Family Guy: "Quagmire's Quagmire"
“Quagmire’s Quagmire” puts the viewer into something of a quagmire (I am so, so sorry). With the exception of the main plot, everything about this episode is great, and about as funny as Family Guy can be at this late date. But that plot is a doozy.
Trying to get his new MacBook repaired, Quagmire meets Sonia (Rachael MacFarlane) at the Apple store. It turns out she’s his dream girl, as kinky and insatiable as he is, and they hit it off—Glenn actually asks her out to dinner instead of taking her to his sex dungeon. Their meet-cute (both have identical taste in Latina porn) is actually kind of sweet, as is some of the insane stuff they do (rolling around in ink to form Chinese characters). There’s an awesome version of this episode where Quagmire and Sonia just get really kinky and weird with each other and find happiness with someone who accepts them, bizarre sexual habits and all. But this isn’t it.

════

# [Exercise 1]
According to the review of the Family Guy episode "Quagmire's Quagmire," where does Quagmire meet Sonia?
# [Exercise 2]
Write the next part of the review of the Family Guy episode "Quagmire's Quagmire," picking up after its final sentence.
The records that come next are separate material and are not part of the review.

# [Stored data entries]
════

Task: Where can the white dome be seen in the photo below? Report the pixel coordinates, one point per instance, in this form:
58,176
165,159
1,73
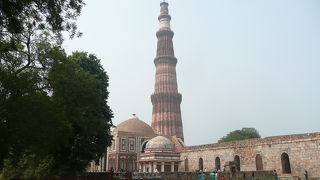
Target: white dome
160,142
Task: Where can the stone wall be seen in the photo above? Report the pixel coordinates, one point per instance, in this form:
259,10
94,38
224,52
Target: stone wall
303,151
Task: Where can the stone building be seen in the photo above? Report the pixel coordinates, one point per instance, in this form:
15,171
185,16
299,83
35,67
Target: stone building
160,156
129,140
166,113
137,146
289,155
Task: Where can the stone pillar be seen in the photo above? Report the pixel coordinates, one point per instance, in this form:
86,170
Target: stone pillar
172,166
166,100
162,166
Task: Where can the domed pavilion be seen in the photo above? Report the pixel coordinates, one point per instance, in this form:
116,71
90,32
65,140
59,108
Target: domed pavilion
129,139
159,155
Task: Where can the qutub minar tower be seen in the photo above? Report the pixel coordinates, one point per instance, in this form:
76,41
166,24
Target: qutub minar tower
166,100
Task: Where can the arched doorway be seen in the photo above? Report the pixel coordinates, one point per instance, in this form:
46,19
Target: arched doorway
259,164
217,163
285,162
237,162
186,165
201,164
143,146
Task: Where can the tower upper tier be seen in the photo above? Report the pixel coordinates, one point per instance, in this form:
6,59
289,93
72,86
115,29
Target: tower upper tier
164,17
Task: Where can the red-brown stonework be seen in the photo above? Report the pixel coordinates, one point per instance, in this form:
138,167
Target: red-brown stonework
166,100
303,151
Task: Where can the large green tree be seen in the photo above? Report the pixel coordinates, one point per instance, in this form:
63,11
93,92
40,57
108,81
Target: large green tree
54,117
80,90
244,133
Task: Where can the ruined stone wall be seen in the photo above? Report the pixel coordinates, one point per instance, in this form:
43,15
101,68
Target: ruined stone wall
303,151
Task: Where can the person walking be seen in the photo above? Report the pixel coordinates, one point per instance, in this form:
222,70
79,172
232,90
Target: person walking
275,175
306,174
212,176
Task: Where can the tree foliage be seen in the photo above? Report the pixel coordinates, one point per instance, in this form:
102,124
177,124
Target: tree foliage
244,133
54,116
55,15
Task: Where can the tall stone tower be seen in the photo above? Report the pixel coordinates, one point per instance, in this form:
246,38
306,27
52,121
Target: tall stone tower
166,100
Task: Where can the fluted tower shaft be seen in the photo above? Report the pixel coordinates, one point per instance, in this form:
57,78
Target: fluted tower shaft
166,113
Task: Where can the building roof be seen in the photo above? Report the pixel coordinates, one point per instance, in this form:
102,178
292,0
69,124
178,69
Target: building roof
136,126
160,142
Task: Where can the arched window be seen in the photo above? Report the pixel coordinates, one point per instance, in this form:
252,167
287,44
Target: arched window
130,165
143,146
237,162
217,163
259,164
285,162
201,164
186,165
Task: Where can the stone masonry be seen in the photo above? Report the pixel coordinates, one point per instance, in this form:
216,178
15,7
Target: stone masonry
166,113
303,151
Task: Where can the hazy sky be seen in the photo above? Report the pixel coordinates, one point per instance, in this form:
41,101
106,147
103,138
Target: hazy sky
241,63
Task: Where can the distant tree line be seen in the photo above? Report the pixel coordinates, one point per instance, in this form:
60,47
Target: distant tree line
54,116
244,133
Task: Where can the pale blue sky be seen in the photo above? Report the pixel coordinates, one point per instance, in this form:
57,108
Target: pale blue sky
241,63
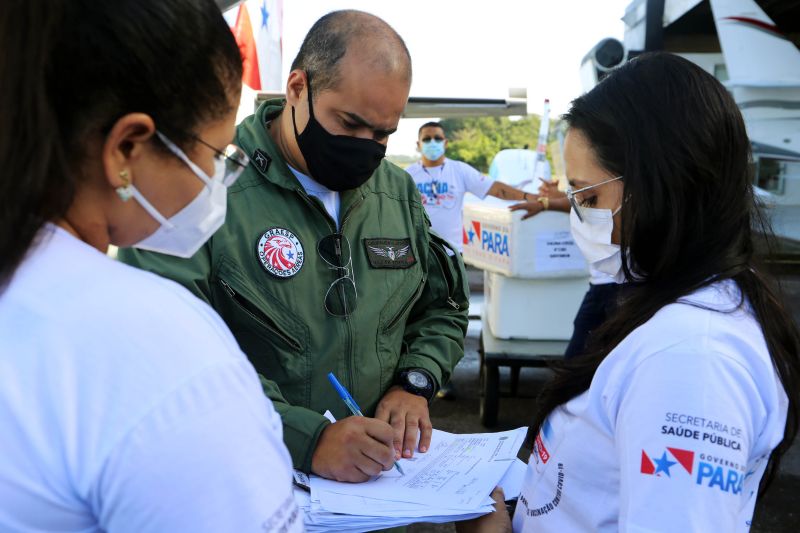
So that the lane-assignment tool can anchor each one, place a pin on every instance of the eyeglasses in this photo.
(576, 202)
(234, 157)
(341, 296)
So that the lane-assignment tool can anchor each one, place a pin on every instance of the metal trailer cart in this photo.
(514, 353)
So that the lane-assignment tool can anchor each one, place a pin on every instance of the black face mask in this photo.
(338, 162)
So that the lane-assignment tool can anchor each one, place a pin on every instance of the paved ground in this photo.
(778, 512)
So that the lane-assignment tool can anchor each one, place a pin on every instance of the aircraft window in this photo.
(771, 175)
(721, 72)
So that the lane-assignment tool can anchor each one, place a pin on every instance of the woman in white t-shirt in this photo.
(125, 403)
(676, 418)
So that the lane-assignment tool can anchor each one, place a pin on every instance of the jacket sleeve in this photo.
(302, 427)
(436, 328)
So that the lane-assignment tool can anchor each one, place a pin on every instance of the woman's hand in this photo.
(496, 522)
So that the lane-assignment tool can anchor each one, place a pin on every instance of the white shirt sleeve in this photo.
(685, 425)
(208, 458)
(475, 182)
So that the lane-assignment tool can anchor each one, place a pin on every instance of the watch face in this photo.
(417, 379)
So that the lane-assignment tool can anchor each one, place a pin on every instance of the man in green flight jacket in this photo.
(326, 262)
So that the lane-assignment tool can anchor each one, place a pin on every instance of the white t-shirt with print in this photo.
(127, 406)
(673, 434)
(331, 200)
(442, 189)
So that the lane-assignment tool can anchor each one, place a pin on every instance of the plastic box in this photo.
(532, 309)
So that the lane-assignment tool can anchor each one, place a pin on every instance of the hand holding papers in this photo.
(350, 403)
(451, 482)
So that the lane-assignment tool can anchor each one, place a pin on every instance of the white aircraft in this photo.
(756, 62)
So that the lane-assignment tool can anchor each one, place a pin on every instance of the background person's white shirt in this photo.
(331, 200)
(517, 165)
(442, 189)
(127, 406)
(673, 434)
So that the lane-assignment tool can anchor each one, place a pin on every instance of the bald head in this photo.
(361, 37)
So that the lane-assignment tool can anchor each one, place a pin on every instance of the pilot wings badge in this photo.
(390, 253)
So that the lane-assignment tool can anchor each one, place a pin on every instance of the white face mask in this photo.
(593, 237)
(187, 230)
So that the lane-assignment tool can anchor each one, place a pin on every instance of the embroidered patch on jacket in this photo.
(390, 253)
(261, 160)
(280, 252)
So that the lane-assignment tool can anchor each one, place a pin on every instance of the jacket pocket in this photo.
(259, 317)
(456, 291)
(405, 308)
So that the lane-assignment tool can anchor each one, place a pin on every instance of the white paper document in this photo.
(557, 250)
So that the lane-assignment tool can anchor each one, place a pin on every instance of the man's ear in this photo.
(296, 87)
(124, 144)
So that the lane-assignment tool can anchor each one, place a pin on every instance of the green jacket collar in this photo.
(265, 158)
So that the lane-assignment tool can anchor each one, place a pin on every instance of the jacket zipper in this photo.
(350, 333)
(348, 324)
(414, 297)
(450, 290)
(257, 315)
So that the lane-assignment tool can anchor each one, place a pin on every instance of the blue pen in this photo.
(351, 404)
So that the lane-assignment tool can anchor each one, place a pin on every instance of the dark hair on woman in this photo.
(678, 138)
(70, 68)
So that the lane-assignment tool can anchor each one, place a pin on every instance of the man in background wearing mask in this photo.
(326, 263)
(443, 182)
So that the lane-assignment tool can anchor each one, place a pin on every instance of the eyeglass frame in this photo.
(346, 267)
(571, 195)
(227, 179)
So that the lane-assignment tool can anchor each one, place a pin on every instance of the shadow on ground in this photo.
(777, 512)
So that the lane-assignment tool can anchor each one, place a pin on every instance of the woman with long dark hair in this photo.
(125, 402)
(688, 396)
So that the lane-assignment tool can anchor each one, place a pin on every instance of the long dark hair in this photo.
(679, 140)
(70, 68)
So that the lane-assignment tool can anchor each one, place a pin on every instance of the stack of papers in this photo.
(452, 481)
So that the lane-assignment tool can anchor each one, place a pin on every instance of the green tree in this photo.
(477, 140)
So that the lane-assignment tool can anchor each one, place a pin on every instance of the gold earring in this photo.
(125, 191)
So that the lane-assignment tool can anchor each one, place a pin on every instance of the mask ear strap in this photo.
(183, 157)
(310, 96)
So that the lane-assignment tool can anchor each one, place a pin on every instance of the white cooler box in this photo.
(532, 309)
(498, 240)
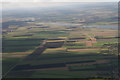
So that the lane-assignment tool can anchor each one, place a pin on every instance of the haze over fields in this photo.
(60, 40)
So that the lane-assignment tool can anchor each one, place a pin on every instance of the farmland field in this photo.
(61, 43)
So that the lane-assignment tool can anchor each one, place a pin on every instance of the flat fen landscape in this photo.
(70, 40)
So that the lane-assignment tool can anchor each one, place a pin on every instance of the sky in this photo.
(12, 4)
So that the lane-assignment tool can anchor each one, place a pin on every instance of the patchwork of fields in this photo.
(53, 52)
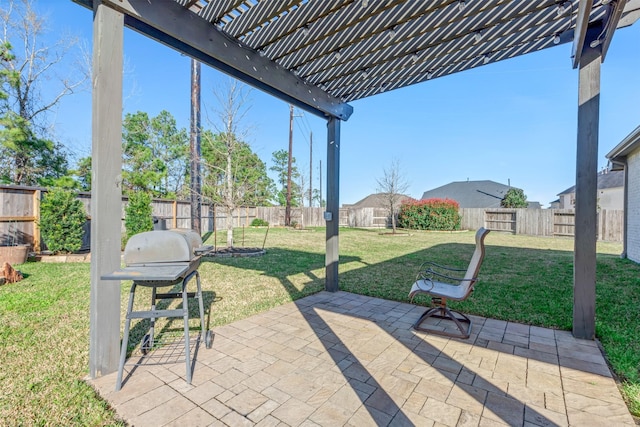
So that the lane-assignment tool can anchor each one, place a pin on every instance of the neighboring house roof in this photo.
(619, 154)
(471, 194)
(377, 200)
(606, 179)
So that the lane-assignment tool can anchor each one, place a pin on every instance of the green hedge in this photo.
(430, 214)
(138, 214)
(62, 218)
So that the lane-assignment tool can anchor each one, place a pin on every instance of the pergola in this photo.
(321, 54)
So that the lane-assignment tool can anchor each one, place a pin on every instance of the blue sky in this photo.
(511, 122)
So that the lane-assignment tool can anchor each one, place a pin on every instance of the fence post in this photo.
(36, 222)
(175, 214)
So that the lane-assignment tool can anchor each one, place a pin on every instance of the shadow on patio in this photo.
(347, 359)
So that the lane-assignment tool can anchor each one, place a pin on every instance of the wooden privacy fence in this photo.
(20, 213)
(542, 222)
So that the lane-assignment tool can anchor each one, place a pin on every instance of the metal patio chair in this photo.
(440, 283)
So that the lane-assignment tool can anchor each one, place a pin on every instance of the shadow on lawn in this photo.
(392, 279)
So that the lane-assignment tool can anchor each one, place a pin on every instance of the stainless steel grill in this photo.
(159, 259)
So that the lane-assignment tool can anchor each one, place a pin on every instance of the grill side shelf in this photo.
(156, 273)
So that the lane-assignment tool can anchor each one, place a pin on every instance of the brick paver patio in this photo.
(334, 359)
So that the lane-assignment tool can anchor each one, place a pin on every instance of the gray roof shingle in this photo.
(606, 179)
(471, 194)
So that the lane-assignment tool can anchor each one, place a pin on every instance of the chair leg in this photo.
(443, 312)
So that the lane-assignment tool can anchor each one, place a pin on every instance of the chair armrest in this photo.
(429, 264)
(437, 272)
(430, 275)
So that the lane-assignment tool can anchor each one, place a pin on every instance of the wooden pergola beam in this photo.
(175, 26)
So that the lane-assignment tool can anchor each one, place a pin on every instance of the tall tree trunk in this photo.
(229, 202)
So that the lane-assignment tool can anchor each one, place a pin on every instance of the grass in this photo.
(44, 320)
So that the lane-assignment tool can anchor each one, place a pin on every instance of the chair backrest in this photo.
(471, 276)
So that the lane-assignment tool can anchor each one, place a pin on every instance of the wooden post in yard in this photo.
(332, 212)
(584, 270)
(106, 189)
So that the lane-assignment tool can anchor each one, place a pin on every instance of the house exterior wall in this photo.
(611, 198)
(608, 198)
(633, 206)
(567, 201)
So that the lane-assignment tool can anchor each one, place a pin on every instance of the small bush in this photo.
(258, 222)
(62, 218)
(138, 214)
(430, 214)
(515, 198)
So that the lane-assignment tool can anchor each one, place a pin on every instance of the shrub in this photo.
(258, 222)
(430, 214)
(62, 218)
(514, 198)
(138, 214)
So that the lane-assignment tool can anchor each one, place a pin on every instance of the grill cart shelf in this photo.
(160, 259)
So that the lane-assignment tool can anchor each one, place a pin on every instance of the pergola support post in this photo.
(584, 270)
(332, 212)
(106, 189)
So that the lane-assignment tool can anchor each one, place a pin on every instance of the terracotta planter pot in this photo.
(14, 254)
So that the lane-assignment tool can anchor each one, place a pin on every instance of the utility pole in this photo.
(287, 211)
(194, 146)
(320, 201)
(310, 169)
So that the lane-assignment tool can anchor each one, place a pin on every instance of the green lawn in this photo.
(44, 324)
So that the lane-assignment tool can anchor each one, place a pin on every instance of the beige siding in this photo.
(633, 206)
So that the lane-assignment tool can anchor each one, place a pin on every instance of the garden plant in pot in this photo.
(11, 250)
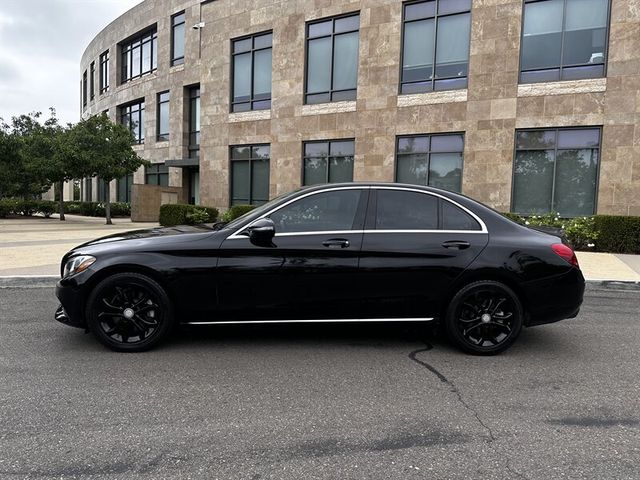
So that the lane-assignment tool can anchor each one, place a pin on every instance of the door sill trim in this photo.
(332, 320)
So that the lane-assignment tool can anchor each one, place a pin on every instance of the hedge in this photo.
(181, 214)
(236, 211)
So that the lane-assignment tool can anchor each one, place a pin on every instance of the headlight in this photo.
(77, 264)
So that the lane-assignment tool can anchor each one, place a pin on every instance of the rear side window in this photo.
(454, 218)
(402, 210)
(335, 210)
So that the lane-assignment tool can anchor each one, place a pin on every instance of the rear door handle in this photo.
(336, 243)
(459, 244)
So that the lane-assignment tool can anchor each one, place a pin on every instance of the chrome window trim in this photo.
(330, 320)
(483, 228)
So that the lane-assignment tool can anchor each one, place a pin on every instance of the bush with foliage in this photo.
(181, 214)
(236, 211)
(617, 234)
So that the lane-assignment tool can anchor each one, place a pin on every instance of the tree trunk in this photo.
(107, 203)
(62, 219)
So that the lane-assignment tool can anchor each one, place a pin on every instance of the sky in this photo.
(41, 43)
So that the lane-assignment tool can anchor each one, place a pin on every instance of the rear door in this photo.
(415, 244)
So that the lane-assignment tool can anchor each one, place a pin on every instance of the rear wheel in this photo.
(484, 318)
(129, 312)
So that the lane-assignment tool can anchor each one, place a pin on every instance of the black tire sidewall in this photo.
(451, 319)
(135, 279)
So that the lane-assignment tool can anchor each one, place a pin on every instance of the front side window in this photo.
(321, 212)
(104, 71)
(435, 45)
(250, 174)
(251, 59)
(194, 122)
(132, 117)
(328, 162)
(434, 160)
(563, 40)
(163, 116)
(332, 59)
(177, 39)
(556, 171)
(157, 174)
(140, 55)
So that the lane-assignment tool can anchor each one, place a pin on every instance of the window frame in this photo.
(328, 142)
(252, 51)
(561, 67)
(138, 41)
(430, 135)
(251, 161)
(555, 161)
(178, 60)
(433, 79)
(332, 35)
(125, 109)
(104, 71)
(163, 136)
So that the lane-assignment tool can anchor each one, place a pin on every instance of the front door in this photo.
(311, 269)
(414, 247)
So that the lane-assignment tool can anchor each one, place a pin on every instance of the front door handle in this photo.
(459, 244)
(336, 243)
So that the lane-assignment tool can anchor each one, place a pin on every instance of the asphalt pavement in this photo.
(320, 402)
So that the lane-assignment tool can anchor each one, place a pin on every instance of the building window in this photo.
(157, 174)
(177, 39)
(563, 40)
(132, 117)
(84, 89)
(163, 116)
(140, 55)
(332, 59)
(92, 90)
(104, 72)
(194, 122)
(556, 170)
(123, 187)
(251, 60)
(328, 162)
(435, 46)
(250, 174)
(434, 160)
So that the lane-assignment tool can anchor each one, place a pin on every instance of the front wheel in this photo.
(129, 312)
(484, 318)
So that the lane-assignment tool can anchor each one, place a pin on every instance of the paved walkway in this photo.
(34, 246)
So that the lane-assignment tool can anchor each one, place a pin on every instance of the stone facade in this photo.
(488, 112)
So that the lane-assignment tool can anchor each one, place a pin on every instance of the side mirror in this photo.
(262, 231)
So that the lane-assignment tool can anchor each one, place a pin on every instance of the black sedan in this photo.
(356, 252)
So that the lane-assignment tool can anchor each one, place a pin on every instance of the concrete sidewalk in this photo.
(35, 245)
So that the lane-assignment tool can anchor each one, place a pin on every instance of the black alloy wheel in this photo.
(484, 318)
(129, 312)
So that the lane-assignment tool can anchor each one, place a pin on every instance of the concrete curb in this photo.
(22, 281)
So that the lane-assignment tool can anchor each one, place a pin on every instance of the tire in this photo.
(129, 312)
(484, 318)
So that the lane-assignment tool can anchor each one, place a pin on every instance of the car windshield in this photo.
(258, 211)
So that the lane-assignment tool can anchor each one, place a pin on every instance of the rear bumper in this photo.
(555, 299)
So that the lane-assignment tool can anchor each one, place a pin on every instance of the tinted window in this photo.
(327, 211)
(454, 218)
(402, 210)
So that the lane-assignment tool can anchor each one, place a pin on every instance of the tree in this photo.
(104, 148)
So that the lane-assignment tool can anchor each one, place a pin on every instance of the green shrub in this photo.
(617, 234)
(236, 211)
(47, 207)
(181, 214)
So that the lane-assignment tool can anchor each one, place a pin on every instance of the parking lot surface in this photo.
(331, 401)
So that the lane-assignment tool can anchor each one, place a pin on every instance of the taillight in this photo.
(566, 253)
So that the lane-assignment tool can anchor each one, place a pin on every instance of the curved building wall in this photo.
(488, 113)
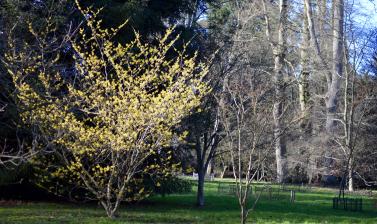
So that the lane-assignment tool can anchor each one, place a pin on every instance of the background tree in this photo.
(116, 112)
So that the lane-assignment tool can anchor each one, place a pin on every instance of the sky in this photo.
(368, 12)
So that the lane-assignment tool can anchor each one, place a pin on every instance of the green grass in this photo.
(313, 207)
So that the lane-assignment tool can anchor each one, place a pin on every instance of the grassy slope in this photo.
(309, 208)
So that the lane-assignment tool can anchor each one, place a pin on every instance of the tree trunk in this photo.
(304, 93)
(223, 172)
(279, 57)
(243, 214)
(337, 65)
(350, 175)
(200, 193)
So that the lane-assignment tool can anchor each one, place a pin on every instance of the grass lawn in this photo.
(313, 207)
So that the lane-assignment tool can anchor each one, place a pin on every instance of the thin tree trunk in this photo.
(200, 193)
(305, 73)
(337, 65)
(350, 175)
(279, 57)
(243, 215)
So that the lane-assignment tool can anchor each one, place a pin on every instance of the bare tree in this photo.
(245, 104)
(279, 52)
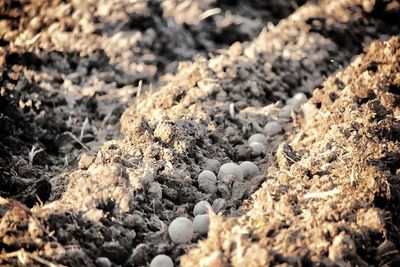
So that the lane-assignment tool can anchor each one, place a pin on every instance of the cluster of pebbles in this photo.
(182, 230)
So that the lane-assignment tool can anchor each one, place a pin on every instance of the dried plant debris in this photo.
(336, 203)
(283, 179)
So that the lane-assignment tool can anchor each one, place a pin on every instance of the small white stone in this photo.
(259, 138)
(201, 208)
(155, 191)
(218, 204)
(207, 175)
(258, 148)
(230, 169)
(201, 223)
(249, 168)
(272, 128)
(207, 182)
(161, 261)
(181, 230)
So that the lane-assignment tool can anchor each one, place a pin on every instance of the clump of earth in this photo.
(119, 117)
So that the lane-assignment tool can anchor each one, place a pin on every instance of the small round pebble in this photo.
(201, 223)
(161, 261)
(209, 175)
(272, 128)
(181, 230)
(286, 112)
(207, 182)
(249, 168)
(230, 169)
(201, 208)
(258, 138)
(297, 100)
(258, 148)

════

# [Task response 1]
At the Apple store.

# [Task response 2]
Instead, “Quagmire’s Quagmire” asks us to reject Sonia as an insane, horrible woman for being more intense than Quagmire. It’s fine when she roofies Quagmire (that, gross as it is, is how they fall in love), and ridiculously uncomfortable when she gets him to have sex with his father (also gross). But then she becomes a stereotypical overbearing girlfriend when she bugs the Clam, for no real reason other than “that bitch cray.” She runs Glenn ragged until he has to try to find a word other than “no” to mean “no” (oh no!), and finally kidnaps him to keep in a sex dungeon whose main difference from Quagmire’s house is that it’s a shed. If you squint, you can see Sonia as a slightly removed look at how terrifying Quagmire would be if he were a real person. But the show has gotten so much mileage out of jokes about Quagmire’s penchant for abusing women that it’s hard to take the concept of “too far” seriously. Sonia turns into just another crazy chick for the show to crap on, and that sucks.
The episode’s treatment of Sonia is especially disappointing in what’s otherwise an excellent Family Guy. Every episode of the show rests on how many of the jokes work, and besides all of the terrible Apple jokes in the first act, a startling number land. Joe is a stealth MVP—his car swap (and subsequent DUI stop) with Peter is great, as is the way Peter and Quagmire both forget his birthday and “agree” not to get him anything, which comes back in a big way at the end when Peter goes ahead and gets Joe a gift anyway. Tonight’s cutaways are dynamite, from Chris’ condom Halloween costume that Quagmire doesn’t understand (which to be honest took me a second to get) to Peter’s deliberation on his fast food order in what I assume and hope is an extended homage to the Futurama pilot and Oscar the teddy bear’s paintings of Stewie.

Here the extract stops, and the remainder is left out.